[EXTRACT TO READ]
● ● ● ● ● ● ●
In [60]:
from sklearn.feature_extraction.text import TfidfVectorizer
import numpy as np

In [61]:
# For next time: change products to a counter dictionary! then weigh by counts
# so {'B': 4} means 4 of B's ingredients are antioxidants

# Need a categories data structure

categories = {}
categories['antioxidant'] = {}
categories['anti-acne'] = {}
categories['antioxidant']['concerns'] = 'aging, wrinkles, lines, texture, age, old, dull'
categories['anti-acne']['concerns'] = 'acne, redness, oil, oily, pores, pimple, pimples, breakout, texture'
categories['antioxidant']['products'] = ['A', 'B', 'C']
categories['anti-acne']['products'] = ['1', '2', '3', '4', 'A']
print(categories)

{'antioxidant': {'concerns': 'aging, wrinkles, lines, texture, age, old, dull', 'products': ['A', 'B', 'C']}, 'anti-acne': {'concerns': 'acne, redness, oil, oily, pores, pimple, pimples, breakout, texture', 'products': ['1', '2', '3', '4', 'A']}}


In [62]:
concern_to_index = {name:index for index, name in enumerate(categories)}
print(concern_to_index)
● ● ● ● ● ● ●
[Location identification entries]
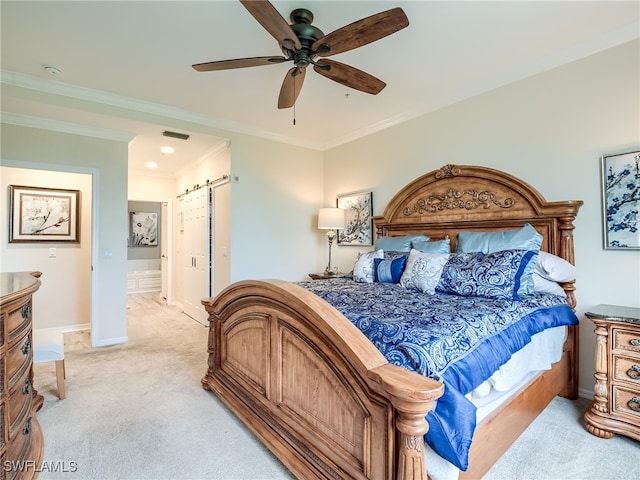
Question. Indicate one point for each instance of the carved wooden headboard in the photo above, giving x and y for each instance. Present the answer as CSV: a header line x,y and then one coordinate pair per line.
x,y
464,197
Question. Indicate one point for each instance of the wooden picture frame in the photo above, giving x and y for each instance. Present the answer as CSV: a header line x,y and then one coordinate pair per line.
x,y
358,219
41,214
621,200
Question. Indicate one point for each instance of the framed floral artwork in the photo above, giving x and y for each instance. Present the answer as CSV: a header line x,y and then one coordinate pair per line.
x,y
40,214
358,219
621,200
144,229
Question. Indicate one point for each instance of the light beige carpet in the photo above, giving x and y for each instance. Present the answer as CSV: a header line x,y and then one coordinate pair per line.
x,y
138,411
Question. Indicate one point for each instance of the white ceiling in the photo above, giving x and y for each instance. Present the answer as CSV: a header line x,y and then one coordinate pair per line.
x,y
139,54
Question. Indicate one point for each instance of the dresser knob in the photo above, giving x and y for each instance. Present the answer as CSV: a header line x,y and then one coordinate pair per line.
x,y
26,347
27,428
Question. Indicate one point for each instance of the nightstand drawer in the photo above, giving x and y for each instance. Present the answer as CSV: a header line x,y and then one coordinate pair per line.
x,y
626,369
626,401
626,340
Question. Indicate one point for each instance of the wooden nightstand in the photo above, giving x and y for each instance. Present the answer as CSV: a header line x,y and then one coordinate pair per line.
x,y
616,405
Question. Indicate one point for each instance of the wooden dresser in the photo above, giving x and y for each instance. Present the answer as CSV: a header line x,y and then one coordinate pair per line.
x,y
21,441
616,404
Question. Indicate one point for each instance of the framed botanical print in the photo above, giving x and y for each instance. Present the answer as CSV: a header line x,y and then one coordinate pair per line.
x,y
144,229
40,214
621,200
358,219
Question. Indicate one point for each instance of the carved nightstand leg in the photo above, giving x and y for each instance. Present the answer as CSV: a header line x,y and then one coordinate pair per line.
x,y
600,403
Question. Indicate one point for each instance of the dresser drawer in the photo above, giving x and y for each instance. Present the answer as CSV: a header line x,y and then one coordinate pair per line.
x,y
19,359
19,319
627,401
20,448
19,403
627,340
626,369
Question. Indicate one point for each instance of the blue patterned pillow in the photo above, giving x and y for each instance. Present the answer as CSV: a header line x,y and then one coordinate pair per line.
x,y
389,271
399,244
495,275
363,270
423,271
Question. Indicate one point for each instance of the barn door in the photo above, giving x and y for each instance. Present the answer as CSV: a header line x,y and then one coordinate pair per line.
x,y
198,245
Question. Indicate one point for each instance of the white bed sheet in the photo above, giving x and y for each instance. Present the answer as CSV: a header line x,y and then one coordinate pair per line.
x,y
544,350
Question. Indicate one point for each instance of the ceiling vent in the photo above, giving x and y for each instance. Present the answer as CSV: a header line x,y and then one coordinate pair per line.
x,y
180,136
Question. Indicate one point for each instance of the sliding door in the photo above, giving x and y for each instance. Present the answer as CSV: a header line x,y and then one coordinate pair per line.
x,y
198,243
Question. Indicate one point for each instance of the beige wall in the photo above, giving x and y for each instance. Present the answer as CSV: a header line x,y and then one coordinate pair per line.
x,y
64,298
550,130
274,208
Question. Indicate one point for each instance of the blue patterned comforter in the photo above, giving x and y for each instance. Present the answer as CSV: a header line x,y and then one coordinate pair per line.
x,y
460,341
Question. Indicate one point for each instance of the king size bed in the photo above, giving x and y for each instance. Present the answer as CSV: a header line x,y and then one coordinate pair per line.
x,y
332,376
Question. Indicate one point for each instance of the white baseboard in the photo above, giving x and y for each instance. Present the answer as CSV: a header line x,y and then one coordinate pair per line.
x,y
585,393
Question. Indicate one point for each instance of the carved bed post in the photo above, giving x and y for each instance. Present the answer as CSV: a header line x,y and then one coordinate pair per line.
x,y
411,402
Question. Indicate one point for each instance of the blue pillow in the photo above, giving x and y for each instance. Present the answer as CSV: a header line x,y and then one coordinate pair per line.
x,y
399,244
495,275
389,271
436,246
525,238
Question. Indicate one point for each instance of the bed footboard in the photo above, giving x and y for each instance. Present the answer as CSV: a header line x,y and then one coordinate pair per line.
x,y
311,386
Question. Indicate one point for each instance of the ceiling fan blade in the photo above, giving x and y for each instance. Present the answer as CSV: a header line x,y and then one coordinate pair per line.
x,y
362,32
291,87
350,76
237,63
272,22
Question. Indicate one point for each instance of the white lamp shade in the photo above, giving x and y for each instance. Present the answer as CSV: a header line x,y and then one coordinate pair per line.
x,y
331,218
● ● ● ● ● ● ●
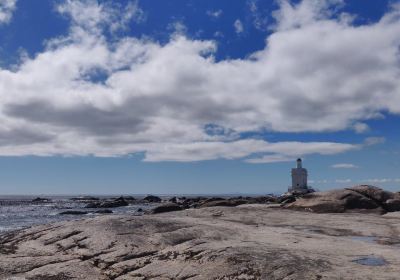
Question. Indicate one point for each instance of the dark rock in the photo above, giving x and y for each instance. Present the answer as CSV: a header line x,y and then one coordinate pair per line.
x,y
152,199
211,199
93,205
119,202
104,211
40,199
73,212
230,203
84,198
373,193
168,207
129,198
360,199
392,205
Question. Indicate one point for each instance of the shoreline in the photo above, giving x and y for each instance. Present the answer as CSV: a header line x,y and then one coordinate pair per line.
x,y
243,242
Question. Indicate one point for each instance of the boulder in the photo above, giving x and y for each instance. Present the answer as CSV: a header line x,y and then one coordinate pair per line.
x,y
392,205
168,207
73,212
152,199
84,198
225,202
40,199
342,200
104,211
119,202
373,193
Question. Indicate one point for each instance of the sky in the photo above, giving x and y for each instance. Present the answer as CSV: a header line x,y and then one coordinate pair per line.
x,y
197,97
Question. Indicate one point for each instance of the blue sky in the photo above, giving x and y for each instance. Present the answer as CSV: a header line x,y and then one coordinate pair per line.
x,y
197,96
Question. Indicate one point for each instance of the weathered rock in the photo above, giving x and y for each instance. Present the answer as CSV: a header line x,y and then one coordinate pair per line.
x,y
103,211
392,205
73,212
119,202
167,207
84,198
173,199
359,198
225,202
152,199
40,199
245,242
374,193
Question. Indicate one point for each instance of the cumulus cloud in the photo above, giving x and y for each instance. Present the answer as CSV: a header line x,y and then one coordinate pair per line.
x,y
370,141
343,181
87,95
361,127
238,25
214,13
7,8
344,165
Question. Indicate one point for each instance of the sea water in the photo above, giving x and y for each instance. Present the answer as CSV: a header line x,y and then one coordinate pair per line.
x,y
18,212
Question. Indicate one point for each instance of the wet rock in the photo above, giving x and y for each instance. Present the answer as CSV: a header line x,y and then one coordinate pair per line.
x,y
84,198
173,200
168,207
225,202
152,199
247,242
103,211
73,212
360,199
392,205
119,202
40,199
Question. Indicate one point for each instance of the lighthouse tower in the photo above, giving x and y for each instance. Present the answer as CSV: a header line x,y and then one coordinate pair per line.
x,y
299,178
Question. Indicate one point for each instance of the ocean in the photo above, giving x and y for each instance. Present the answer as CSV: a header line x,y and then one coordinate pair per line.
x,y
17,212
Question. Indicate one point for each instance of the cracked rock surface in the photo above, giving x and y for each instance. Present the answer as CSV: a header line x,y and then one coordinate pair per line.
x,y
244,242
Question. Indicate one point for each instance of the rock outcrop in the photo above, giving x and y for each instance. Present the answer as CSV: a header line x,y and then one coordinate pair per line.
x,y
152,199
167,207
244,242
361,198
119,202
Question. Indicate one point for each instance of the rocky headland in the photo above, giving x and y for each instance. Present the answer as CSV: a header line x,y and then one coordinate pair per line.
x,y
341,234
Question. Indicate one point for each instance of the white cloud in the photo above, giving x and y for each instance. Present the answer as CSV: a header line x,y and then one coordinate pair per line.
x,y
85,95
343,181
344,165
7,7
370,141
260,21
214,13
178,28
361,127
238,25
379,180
● ● ● ● ● ● ●
[WRITTEN TASKS]
[A] In the skincare notebook, which products are listed under the anti-acne category?
[B] Write the next part of the skincare notebook, picking up right after its final line.

[TASK-BY-TASK ANSWERS]
[A] 1, 2, 3, 4, and A.

[B]
{'antioxidant': 0, 'anti-acne': 1}


In [63]:
def cos_sim(c, tfidf_mat, concern_to_index):
    """Returns the cosine similarity of the query and a concern list.
    
    Params: {c: String,
             tfidf_mat: np.ndarray,
             concern_to_index: Dict}
    Returns: Float 
    """
    # query is last row
    v1 = tfidf_mat[len(tfidf_mat)-1]
    v2 = tfidf_mat[concern_to_index[c]]
    num = np.dot(v1, v2)

    return num/(np.linalg.norm(v1)*np.linalg.norm(v2))

In [66]:
def concern_similarity(concerns, categories, products_to_indices):
    """ Finds cosine similarity between input query (concerns) and each product category's concern list. 
        Returns a numpy array with each product's score, based on the categories they are in.
        
        Params: {concerns: (user input) String,
                 categories: (category -> Dict('products', 'concerns')) Dict,
                 products_to_indices: (product -> index) Dict}
        Returns: Numpy Array
    """
    result = np.zeros(len(products_to_indices))
                      
    tfidf_vec = TfidfVectorizer(stop_words = 'english')
    lst = [categories[k]['concerns'] for k in categories.keys()]
    lst.append(concerns)
    tfidf_mat = tfidf_vec.fit_transform(lst).toarray()
    
    for k,v in categories.items():
        sim = cos_sim(k, tfidf_mat, concern_to_index)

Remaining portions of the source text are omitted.